#### [SOURCE DATA]
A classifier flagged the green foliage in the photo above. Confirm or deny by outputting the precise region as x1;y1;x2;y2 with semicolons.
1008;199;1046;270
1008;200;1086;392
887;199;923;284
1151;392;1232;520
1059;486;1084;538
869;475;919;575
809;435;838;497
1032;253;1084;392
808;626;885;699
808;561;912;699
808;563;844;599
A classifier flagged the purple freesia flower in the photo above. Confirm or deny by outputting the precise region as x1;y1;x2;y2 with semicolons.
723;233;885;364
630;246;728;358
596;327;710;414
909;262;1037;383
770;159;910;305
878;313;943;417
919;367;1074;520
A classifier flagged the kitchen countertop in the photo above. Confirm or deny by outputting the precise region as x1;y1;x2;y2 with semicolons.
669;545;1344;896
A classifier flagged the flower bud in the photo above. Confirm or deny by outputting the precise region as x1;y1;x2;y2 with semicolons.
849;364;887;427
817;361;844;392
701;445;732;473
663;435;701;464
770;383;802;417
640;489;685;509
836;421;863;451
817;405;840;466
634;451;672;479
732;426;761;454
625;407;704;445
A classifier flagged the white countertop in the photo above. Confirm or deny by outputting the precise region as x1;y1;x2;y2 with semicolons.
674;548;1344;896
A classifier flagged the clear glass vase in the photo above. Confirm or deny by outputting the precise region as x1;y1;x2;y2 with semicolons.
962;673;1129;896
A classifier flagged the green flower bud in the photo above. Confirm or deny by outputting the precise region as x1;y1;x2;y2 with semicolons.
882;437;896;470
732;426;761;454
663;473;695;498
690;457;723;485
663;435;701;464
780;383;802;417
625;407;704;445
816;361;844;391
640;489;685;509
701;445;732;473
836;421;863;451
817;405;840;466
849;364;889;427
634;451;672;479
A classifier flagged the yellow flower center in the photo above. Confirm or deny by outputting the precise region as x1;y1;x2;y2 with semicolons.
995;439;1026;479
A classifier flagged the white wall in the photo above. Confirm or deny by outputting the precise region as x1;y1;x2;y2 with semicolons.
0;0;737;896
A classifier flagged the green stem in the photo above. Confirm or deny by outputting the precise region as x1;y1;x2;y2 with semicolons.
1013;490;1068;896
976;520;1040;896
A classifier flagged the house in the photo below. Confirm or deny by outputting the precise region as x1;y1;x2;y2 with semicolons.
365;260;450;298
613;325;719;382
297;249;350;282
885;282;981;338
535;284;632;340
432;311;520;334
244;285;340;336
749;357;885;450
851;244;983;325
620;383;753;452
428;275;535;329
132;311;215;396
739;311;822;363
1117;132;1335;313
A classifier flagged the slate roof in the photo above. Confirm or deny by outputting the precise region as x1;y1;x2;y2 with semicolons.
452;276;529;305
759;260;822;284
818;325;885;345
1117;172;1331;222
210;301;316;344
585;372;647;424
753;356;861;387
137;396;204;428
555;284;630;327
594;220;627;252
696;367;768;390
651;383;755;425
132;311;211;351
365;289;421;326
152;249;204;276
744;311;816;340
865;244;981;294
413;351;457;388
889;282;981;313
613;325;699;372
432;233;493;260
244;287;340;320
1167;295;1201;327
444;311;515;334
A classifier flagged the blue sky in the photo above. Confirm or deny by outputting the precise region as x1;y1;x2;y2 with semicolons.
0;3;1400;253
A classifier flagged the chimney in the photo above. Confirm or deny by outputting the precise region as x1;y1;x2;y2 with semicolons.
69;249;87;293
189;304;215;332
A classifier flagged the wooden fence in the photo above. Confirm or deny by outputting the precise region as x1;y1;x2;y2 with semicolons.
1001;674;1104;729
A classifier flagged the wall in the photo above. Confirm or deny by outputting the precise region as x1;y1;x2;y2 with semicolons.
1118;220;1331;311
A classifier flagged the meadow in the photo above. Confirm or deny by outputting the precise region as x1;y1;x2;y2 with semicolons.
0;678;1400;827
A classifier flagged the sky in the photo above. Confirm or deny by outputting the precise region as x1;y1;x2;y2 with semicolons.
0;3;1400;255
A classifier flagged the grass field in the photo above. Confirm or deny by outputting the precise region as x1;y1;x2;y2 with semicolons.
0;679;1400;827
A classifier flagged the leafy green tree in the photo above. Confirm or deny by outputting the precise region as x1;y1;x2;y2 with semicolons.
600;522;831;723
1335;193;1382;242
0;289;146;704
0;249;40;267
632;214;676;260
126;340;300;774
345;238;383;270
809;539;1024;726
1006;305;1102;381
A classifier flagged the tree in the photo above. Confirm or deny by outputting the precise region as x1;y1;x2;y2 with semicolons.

#### [THE PROBLEM]
Reproduce every one of the lines above verbatim, from the first through the last, without any changes.

#### [THE REPLY]
A classifier flagged the green foliage in the photo above. Confirm or deny by outputting the precise region as x1;y1;x2;y2 with semicolons.
1008;199;1046;270
1008;200;1086;392
887;199;923;284
1151;392;1232;520
1059;486;1084;538
869;475;919;575
809;435;838;497
1032;253;1084;392
808;626;885;699
808;561;912;699
808;563;844;599
A classifier flagged the purple freesia flower in the photo above. Confirm or deny by outputting the precise region as x1;y1;x2;y2 with semicolons.
723;233;885;364
630;246;728;358
596;327;710;414
909;262;1037;383
770;159;910;305
878;313;943;417
919;367;1074;520
A classifier flagged the kitchen countertop in the photo above. Confirm or deny by outputting the precise region as x1;y1;x2;y2 with semicolons.
669;545;1344;896
A classifier flagged the flower bud in the photo above. Confirm or deny by outputting the precise region as x1;y1;x2;y2 with semicolons.
849;364;887;427
817;361;844;392
701;445;732;473
663;435;701;464
770;383;802;417
640;489;685;509
836;421;863;451
817;405;840;466
634;451;672;479
732;426;761;454
625;407;704;445
A classifier flagged the white countertop in the photo above. Confirm or deny by outputting the precise region as x1;y1;x2;y2 with semicolons.
674;548;1344;896
A classifier flagged the clear glass vase in the photo above. Confirm or deny by outputting the precise region as x1;y1;x2;y2 with semicolons.
962;673;1129;896
A classifier flagged the green flower bud in the photo above. Confirm or deny by outputting the precise region as x1;y1;x2;y2 with semicolons.
882;437;896;470
732;426;761;454
663;473;695;498
690;457;723;485
663;435;701;464
780;383;802;417
625;407;704;445
816;361;844;391
640;489;685;509
701;445;732;473
836;421;863;451
817;405;840;466
849;364;889;427
634;451;672;479
A classifier flagged the yellow flower center in the photo above. Confirm or deny by outputting the precise region as x1;y1;x2;y2 with semicolons.
995;439;1026;479
A classifier flagged the white wall in the photo above. Confirm or deny by outputting the precise region as x1;y1;x2;y2 with semicolons.
0;0;737;896
A classifier flagged the green stem in the photo above. Confirm or deny by outputting the precise region as x1;y1;x2;y2 with semicolons.
1013;490;1068;896
976;520;1040;896
A classifier flagged the house in the photo below. Confirm or deny by outputting the precise region as x1;y1;x2;y2 with semicolons.
365;260;450;298
613;325;719;382
297;249;350;282
885;282;981;338
535;284;632;340
432;311;520;334
244;285;340;336
749;357;885;450
851;244;983;325
620;383;753;452
428;275;535;329
132;311;215;396
739;311;822;363
1117;132;1335;313
A classifier flagged the slate roof in the photo above. Confirm or deny by outputting the precise region as x1;y1;x2;y2 with semicolons.
452;276;529;305
759;260;822;284
818;325;885;345
1117;172;1331;222
210;301;316;344
585;372;647;424
753;356;861;387
137;396;204;428
555;284;630;327
594;220;627;252
696;367;768;390
651;383;755;425
132;311;211;351
365;289;421;326
152;249;204;276
744;311;816;340
865;244;981;294
413;351;457;388
889;282;981;313
613;325;699;372
432;233;493;260
244;287;340;320
1167;295;1201;327
444;311;515;334
A classifier flagged the blue sky in the photo above. Confirm or deny by outputting the precise region as x1;y1;x2;y2 with semicolons.
0;3;1400;253
A classifier flagged the chimney in the photo above. Confirm or deny by outputting the precise region as x1;y1;x2;y2 with semicolons.
69;249;87;293
189;304;215;332
A classifier flagged the wooden fence in the photo above. Confirm or deny by outputting the precise region as x1;y1;x2;y2 with semicolons.
1001;674;1104;729
A classifier flagged the wall in the photo above. Confirm or deny by outputting the precise region as x1;y1;x2;y2 with semicolons.
1118;220;1331;311
A classifier flagged the meadow in the photo above. Confirm or deny by outputting the precise region as x1;y1;x2;y2 with semicolons.
0;678;1400;827
A classifier flagged the sky in the photo above. Confirm or deny by outputting the precise region as x1;y1;x2;y2 with semicolons.
0;3;1400;255
A classifier flagged the grass field in the photo above. Confirm or deny by outputting the precise region as x1;y1;x2;y2 with semicolons.
0;679;1400;827
A classifier flagged the leafy green tree in the photo above. Confirm or deny by outputting the precise region as x1;y1;x2;y2 with semicolons.
600;522;831;723
1335;193;1382;242
0;289;146;704
0;249;40;267
632;214;676;260
126;340;300;774
345;238;383;270
809;539;1024;726
1006;305;1102;381
A classifier flagged the tree in the photo above. Confirm or deny by outputting the precise region as x1;y1;x2;y2 with semicolons.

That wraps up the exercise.